## Task requirements
Although the records include pictures, print only the rest, exactly as written.

## Material supplied
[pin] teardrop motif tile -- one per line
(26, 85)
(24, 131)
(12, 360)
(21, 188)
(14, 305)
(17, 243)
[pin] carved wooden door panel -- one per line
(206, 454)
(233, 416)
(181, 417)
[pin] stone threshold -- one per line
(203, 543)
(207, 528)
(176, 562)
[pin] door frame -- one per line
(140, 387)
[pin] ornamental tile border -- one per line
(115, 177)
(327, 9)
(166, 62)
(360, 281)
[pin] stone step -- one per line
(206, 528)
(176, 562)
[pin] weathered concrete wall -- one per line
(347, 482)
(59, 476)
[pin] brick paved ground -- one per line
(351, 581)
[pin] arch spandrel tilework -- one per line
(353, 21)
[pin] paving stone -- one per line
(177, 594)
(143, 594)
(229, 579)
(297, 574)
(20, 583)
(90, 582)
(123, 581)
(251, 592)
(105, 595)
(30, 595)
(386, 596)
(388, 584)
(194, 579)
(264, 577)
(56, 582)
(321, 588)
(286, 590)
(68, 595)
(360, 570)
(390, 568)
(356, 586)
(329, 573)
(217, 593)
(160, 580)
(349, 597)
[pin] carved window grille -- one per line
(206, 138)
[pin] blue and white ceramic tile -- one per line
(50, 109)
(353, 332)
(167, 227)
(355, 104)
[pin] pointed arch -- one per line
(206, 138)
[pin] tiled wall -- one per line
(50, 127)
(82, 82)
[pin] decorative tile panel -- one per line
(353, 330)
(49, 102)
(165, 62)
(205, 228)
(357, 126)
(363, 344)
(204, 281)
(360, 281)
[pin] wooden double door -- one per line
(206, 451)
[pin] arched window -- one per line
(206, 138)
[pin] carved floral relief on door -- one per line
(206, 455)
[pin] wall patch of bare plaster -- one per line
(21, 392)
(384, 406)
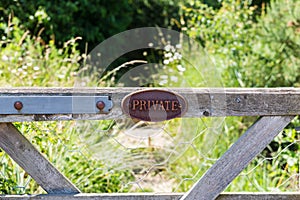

## Exercise response
[pin] teardrop motif tile -- one per line
(26, 85)
(24, 131)
(12, 360)
(21, 188)
(14, 305)
(17, 243)
[pin] carved wooden door panel -- one per line
(206, 454)
(233, 416)
(181, 417)
[pin] stone threshold -- one per line
(203, 543)
(207, 528)
(176, 562)
[pin] door frame -- one per line
(140, 387)
[pin] ornamental tile border -- one per line
(115, 177)
(327, 9)
(166, 62)
(360, 281)
[pin] stone step -- one per line
(206, 528)
(176, 562)
[pin] weathered concrete wall -- one per line
(347, 482)
(59, 476)
[pin] brick paved ground -- one per line
(351, 581)
[pin] arch spandrel tilework -- one per line
(353, 21)
[pin] paving stone -- one per line
(177, 594)
(143, 594)
(229, 579)
(297, 574)
(20, 583)
(90, 582)
(123, 581)
(251, 592)
(105, 595)
(30, 595)
(386, 596)
(388, 584)
(194, 579)
(264, 577)
(56, 582)
(321, 588)
(286, 590)
(68, 595)
(360, 570)
(390, 568)
(356, 586)
(329, 573)
(217, 593)
(160, 580)
(349, 597)
[pin] carved window grille -- one per line
(206, 138)
[pin] blue and white ceramic tile -- one per line
(50, 109)
(353, 332)
(167, 227)
(355, 104)
[pin] pointed arch -- one per line
(206, 138)
[pin] tiled wall -- one per line
(50, 127)
(82, 82)
[pin] decorative tile panel -- one per line
(353, 330)
(49, 102)
(165, 62)
(205, 228)
(357, 126)
(363, 344)
(204, 281)
(360, 281)
[pin] wooden double door -- one per line
(206, 451)
[pin] arched window -- one per line
(206, 138)
[pin] carved floral relief on door -- one per line
(206, 455)
[pin] wall patch of bare plaster -- one per line
(21, 392)
(384, 406)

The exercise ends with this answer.